Written request:
Lay out every line of the records below as a numbered list, skipping blank lines and leaving the pictures out.

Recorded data
....

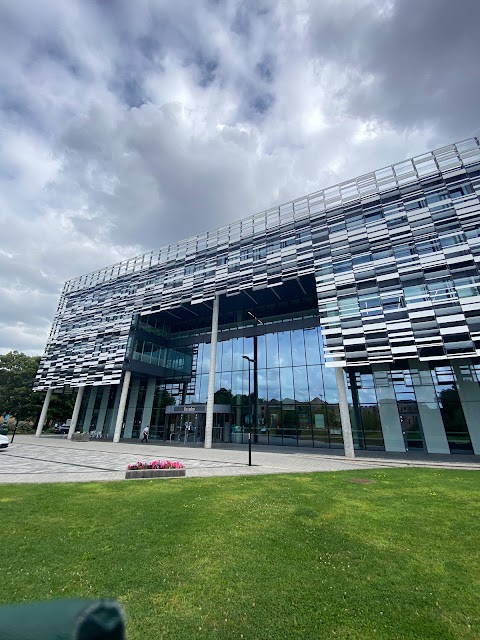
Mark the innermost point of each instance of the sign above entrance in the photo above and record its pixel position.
(197, 408)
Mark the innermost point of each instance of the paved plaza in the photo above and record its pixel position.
(55, 459)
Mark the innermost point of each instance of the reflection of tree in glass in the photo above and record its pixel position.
(452, 411)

....

Written response:
1. Mark the innermost point of each instance of the sign above entrance in the photo above and record its pixel position.
2. (197, 408)
3. Mark the innermost point of each instance of the paved plaza in the photo above and record its pixel position.
4. (55, 459)
5. Mark the innermost point of each instance of the reflection of tree in glass in the photo above and record its pixel position.
6. (452, 411)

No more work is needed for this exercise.